WORK REQUEST:
From the passage on social media marketing, copy the words from "The whole Social" to "they already have." verbatim, including both ends.

Advertisers lost
control of the media years ago when the internet gave all the target audiences
the power to run their own message delivery systems.
I’m not sure we had
fully recovered from that peaceful revolution when another gigantic wave hit
us, then another and another: Facebook, Myspace, Twitter, LinkedIn, Pinterest, Instagram,
blogs, Yelp, Foursquare, and on and on.
The whole Social Media thing can be very confusing which
partly explains the problems some companies are experiencing with it. Consider
a prospective client we visited a few weeks ago. They showed us their website,
some of their Twitter and Facebook work and mentioned interests in Pinterest
and LinkedIn. I asked about their overall strategy, especially as it relates to
acquiring new customers and communicating with the customers they already have.
They looked at me as if I’d asked them to explain Unified Field Theory. After a
little gentle probing, I learned the company’s Social Media marketers work in
silos:
·
The
Facebook people don’t send prospects to the company’s website; they offer products right on Facebook.
·
The
Twitter Group is trying to increase followers by chasing their target market through hashtag (#) searches.

EXTRACTED MATERIAL:
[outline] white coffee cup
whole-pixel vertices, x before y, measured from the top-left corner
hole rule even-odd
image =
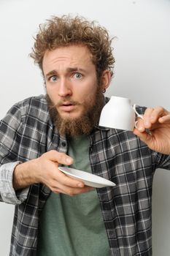
[[[135,113],[143,119],[143,116],[136,112],[136,105],[131,105],[131,99],[112,96],[101,110],[98,124],[101,127],[133,131],[137,124]]]

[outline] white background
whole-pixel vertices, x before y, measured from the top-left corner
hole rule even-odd
[[[38,67],[28,57],[39,24],[71,13],[107,27],[116,59],[107,95],[170,109],[170,1],[0,0],[0,118],[15,102],[44,93]],[[154,256],[170,251],[170,172],[157,170],[153,186]],[[1,255],[9,253],[14,207],[0,203]],[[128,255],[127,255],[128,256]]]

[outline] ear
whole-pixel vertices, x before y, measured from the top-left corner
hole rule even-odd
[[[103,89],[107,89],[111,82],[111,73],[109,70],[104,70],[102,73],[101,83]]]

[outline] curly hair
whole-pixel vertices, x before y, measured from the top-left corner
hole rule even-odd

WRITTEN ANSWER:
The whole Social Media thing can be very confusing which
partly explains the problems some companies are experiencing with it. Consider
a prospective client we visited a few weeks ago. They showed us their website,
some of their Twitter and Facebook work and mentioned interests in Pinterest
and LinkedIn. I asked about their overall strategy, especially as it relates to
acquiring new customers and communicating with the customers they already have.